Dopo un’esperienza negativa in una scuola materna, a quattro anni Filippo entra per la prima volta alla Casa dei bambini, ideata da Maria Montessori. Lì conosce la maestra Marta, che diventa il suo punto di riferimento di quegli anni: «Quando è arrivato questo bambino la mia priorità era costruire una relazione con lui. Ho preferito lavorare prima sul livello emotivo e poi su quello cognitivo». Faceva fatica a relazionarsi con i coetanei e ha cominciato a interagire con gli altri solo con l’arrivo della sorella, con la quale comunicava a gesti.
Traumatico il passaggio alle elementari. All’inizio vomitava tutte le mattine e non voleva togliersi lo zaino appena arrivato. Perché voleva dire rimanere a scuola. Poi la maestra Roberta, lo conquista, anche se il loro è un rapporto di “amore e odio”. «Non voglio stare con te», diceva il piccolo. E lei lo portava in un’altra classe. Lui piangeva. Le altre insegnanti gli chiedevano se volesse la sua maestra e il piccolo annuiva. Lei arrivava e il bambino la respingeva.

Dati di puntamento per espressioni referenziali
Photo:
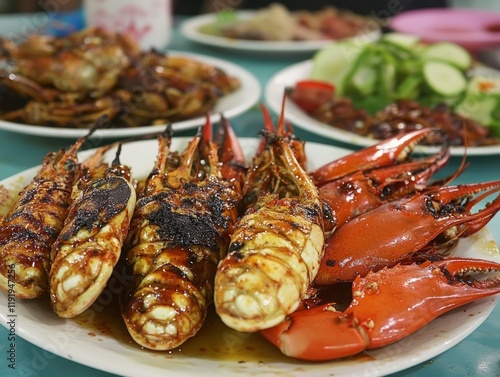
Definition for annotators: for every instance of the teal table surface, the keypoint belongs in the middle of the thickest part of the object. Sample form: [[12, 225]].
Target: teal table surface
[[477, 355]]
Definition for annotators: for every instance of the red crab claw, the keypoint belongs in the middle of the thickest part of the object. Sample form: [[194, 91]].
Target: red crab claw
[[405, 228], [387, 306], [364, 190], [387, 152]]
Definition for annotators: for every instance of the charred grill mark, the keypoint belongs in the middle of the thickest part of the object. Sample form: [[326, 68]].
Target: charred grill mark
[[184, 229], [18, 233], [101, 201], [191, 215]]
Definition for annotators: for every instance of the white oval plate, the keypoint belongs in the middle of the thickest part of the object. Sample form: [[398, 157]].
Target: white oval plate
[[191, 30], [37, 324], [300, 71], [230, 106]]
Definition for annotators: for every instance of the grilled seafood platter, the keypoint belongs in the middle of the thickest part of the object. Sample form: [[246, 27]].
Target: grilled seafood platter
[[72, 81], [265, 243]]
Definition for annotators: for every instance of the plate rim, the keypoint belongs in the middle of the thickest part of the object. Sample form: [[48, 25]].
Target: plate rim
[[189, 29], [249, 92], [273, 95], [402, 21], [94, 357]]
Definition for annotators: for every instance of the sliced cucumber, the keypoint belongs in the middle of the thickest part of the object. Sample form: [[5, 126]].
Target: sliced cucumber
[[480, 109], [450, 53], [333, 63], [364, 79], [444, 79], [484, 85]]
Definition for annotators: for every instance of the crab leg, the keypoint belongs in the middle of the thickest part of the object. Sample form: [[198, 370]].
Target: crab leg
[[397, 230], [387, 306], [363, 190]]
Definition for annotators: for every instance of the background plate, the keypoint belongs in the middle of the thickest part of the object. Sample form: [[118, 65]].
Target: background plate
[[472, 28], [190, 29], [230, 354], [290, 75], [230, 105]]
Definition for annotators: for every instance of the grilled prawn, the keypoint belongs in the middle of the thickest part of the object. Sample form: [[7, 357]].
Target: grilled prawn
[[33, 224], [89, 245], [276, 246], [178, 234]]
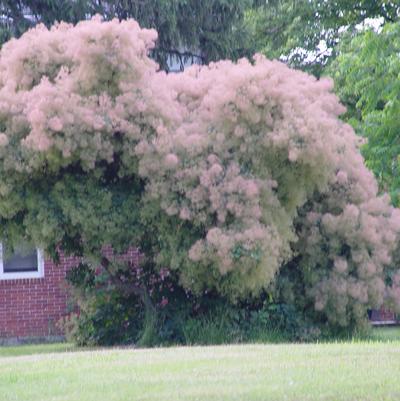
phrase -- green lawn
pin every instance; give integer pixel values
(359, 371)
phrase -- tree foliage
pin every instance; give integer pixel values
(188, 29)
(223, 173)
(366, 73)
(307, 32)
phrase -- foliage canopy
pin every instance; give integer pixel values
(230, 174)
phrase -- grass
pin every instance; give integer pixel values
(362, 370)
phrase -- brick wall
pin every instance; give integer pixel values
(32, 307)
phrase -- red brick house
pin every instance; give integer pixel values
(34, 295)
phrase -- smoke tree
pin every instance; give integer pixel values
(238, 176)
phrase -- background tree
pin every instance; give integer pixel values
(306, 33)
(366, 73)
(188, 31)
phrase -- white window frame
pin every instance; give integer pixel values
(22, 275)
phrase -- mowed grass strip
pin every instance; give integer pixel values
(343, 371)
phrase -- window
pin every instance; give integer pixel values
(22, 263)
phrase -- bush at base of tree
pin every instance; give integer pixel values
(237, 177)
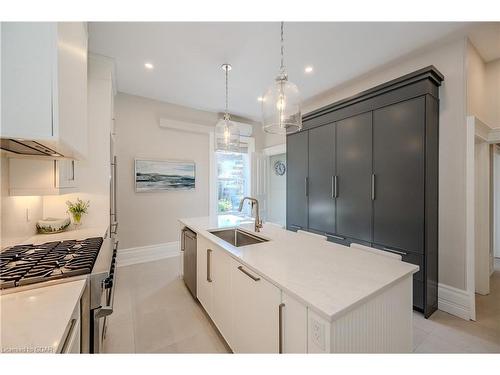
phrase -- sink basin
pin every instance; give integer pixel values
(237, 237)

Domande:
a – Riassumi in due frasi il testo su Filippo.
b – Nel testo su Filippo, chi diventa il suo punto di riferimento alla Casa dei bambini?
c – Riprendi il testo su Filippo e proseguilo a partire dalla sua ultima frase.

Risposte in ordine:
a – Dopo un'esperienza negativa in una scuola materna, a quattro anni Filippo entra nella Casa dei bambini, dove la maestra Marta diventa il suo punto di riferimento e lui comincia a interagire con gli altri solo con l'arrivo della sorella. Il passaggio alle elementari è traumatico: all'inizio vomita ogni mattina, poi la maestra Roberta lo conquista, anche se il loro è un rapporto di "amore e odio".

b – La maestra Marta.

c –
Filippo le ha lasciato una grande ricchezza, dato che le ha cambiato il modo di percepire la propria fisicità e le proprie espressioni. «Lo intuivi perché il suo corpo parlava per lui. Non ha controllo e non ha il filtro delle espressioni facciali, ma a volte non c’era bisogno di usare le parole», evidenzia la maestra. Prima che sul linguaggio ha lavorato con il bambino affinché riuscisse a farsi capire. Altrimenti, se non veniva compreso, si sentiva frustrato.
È andato dalla psicomotricista e poi dalla logopedista Annamaria. A sette anni non formulava frasi complete, non le costruiva. Era molto sintetico, come un bimbo della scuola materna. «Non pronunciava alcuni suoni come “cia, gia e scia”. Ho lavorato con le immagini usando delle tombole dove, anziché i numeri, c’erano parole che contenevano determinate sillabe. Vinceva chi riusciva a inventare una frase con la parola estratta», sottolinea la specialista. Grazie al lavoro di squadra tra famiglia, insegnanti, logopedista e neuropsichiatra, Filippo ha un’evoluzione positiva. Per il medico: «Le cure hanno degli ottimi risultati e potrà cavarsela egregiamente nella vita».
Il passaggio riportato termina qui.